Como próximo passo, a equipe do Biofabris vem pesquisando a chamada medicina regenerativa, que, no limite, busca cultivar tecidos e até órgãos inteiros em laboratório. “Ainda estamos na pesquisa básica. Produzir órgãos como nos filmes de ficção científica é uma utopia”, relativiza o pesquisador associado do centro e professor do curso de Medicina da Unicamp, Paulo Kharmandayan.
Ele explica que as células de qualquer órgão são sustentadas por uma estrutura básica com textura esponjosa formada por fibras. Hoje, já é possível imprimir uma estrutura dessas usando materiais biocompatíveis e, então, semeá-la com células-tronco tiradas do próprio paciente, o que, em tese, levaria a um órgão 100% compatível. O nó é sustentar o crescimento para chegar a um resultado viável. “Não se pode, ainda, fazer uma vascularização efetiva que consiga levar oxigênio e nutrientes até as células que estão na parte interna”, pondera.

....

_Lista de tarefas:_
A) Diga se cada frase abaixo concorda com o texto e, para cada uma, responda sim ou não, copiando as palavras do texto que decidem: (i) A equipe do Biofabris já consegue produzir órgãos inteiros em laboratório. (ii) As células-tronco usadas para semear a estrutura viriam do próprio paciente. (iii) Hoje já dá para fazer uma vascularização efetiva até as células da parte interna.
B) Liste todos os nomes de pessoas e de instituições que aparecem no texto.

_Dados fornecidos:_
....

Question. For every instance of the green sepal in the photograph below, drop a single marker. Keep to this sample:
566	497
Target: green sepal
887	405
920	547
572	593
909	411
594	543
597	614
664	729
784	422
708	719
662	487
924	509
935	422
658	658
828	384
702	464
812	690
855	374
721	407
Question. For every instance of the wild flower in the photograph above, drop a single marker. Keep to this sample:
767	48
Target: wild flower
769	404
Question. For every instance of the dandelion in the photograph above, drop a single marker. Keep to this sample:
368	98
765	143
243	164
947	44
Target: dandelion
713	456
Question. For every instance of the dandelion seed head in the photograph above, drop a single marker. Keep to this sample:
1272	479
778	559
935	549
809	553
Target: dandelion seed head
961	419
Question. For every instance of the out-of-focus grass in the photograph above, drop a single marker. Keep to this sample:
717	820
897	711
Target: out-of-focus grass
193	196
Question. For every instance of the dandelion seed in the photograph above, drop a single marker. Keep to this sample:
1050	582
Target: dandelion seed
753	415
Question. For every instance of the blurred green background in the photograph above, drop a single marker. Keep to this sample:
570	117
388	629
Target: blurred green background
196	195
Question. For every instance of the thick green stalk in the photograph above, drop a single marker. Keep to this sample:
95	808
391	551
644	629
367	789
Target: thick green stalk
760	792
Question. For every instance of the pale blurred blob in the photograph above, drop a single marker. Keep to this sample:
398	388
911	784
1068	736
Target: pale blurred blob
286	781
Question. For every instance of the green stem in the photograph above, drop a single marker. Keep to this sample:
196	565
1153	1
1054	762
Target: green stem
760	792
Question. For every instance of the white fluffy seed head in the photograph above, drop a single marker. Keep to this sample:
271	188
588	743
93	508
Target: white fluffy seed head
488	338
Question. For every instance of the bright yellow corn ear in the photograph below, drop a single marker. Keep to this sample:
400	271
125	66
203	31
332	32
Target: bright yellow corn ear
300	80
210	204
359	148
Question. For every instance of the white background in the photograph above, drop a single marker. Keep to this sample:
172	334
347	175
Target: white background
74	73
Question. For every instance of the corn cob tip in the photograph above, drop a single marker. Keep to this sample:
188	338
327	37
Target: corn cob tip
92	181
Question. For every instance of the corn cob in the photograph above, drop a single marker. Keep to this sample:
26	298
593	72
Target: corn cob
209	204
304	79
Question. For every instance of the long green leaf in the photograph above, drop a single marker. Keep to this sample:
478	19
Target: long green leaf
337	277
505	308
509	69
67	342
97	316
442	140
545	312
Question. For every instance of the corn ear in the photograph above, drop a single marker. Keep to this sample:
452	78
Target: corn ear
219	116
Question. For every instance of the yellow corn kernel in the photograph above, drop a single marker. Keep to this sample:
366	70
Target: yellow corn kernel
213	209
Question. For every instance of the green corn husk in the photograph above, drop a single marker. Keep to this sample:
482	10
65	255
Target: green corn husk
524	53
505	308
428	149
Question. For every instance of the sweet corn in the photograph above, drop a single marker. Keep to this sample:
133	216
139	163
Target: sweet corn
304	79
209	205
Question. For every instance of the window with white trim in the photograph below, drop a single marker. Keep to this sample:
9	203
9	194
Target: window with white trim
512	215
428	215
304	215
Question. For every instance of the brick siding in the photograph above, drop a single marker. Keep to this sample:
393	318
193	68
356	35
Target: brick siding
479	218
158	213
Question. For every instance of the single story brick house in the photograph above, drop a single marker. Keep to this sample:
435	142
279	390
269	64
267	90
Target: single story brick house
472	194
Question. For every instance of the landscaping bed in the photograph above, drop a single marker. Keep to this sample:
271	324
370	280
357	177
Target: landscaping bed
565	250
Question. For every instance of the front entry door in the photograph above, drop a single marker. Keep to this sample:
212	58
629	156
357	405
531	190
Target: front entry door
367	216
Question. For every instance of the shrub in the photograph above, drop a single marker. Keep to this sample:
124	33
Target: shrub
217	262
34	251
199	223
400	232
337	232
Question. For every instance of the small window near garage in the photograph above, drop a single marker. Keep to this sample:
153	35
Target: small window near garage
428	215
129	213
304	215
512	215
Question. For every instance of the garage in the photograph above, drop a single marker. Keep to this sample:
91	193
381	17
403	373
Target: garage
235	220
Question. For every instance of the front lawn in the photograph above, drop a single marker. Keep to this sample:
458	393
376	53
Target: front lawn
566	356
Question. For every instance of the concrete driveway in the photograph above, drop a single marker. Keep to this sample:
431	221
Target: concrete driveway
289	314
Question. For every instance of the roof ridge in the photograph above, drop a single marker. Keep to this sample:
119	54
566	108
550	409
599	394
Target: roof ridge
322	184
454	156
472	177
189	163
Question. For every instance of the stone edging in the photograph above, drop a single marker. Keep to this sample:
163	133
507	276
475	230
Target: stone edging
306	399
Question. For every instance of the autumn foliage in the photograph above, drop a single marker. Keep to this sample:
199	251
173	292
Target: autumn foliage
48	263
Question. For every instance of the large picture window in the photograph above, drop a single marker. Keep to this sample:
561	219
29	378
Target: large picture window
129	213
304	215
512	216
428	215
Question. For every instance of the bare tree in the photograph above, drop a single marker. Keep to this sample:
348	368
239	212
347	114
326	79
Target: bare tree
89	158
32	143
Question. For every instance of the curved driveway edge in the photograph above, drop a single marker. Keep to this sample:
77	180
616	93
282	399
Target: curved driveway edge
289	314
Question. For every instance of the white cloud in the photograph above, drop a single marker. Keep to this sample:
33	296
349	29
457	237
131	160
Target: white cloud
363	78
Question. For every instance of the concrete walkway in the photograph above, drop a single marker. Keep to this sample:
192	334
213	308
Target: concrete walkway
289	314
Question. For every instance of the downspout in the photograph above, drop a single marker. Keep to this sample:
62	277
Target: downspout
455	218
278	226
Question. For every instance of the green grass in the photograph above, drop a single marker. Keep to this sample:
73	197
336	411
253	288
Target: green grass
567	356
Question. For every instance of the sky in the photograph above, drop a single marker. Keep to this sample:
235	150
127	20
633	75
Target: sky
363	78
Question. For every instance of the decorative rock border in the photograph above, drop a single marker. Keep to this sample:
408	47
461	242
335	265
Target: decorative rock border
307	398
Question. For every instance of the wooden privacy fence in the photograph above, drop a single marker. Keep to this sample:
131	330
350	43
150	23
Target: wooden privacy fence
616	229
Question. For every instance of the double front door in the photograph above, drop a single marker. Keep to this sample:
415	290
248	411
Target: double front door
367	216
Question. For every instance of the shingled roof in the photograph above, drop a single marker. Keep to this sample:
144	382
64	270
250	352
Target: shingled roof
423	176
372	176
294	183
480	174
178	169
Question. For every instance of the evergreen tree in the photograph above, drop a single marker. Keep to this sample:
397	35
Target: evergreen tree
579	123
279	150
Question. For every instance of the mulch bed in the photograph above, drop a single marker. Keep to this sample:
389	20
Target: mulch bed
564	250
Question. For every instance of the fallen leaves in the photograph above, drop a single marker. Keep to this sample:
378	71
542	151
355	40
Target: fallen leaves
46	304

....

_Respostas por tarefa:_
A)
(i) Não: "Ainda estamos na pesquisa básica."
(ii) Sim: "semeá-la com células-tronco tiradas do próprio paciente"
(iii) Não: "Não se pode, ainda, fazer uma vascularização efetiva que consiga levar oxigênio e nutrientes até as células que estão na parte interna"

B)
Biofabris
Unicamp
Paulo Kharmandayan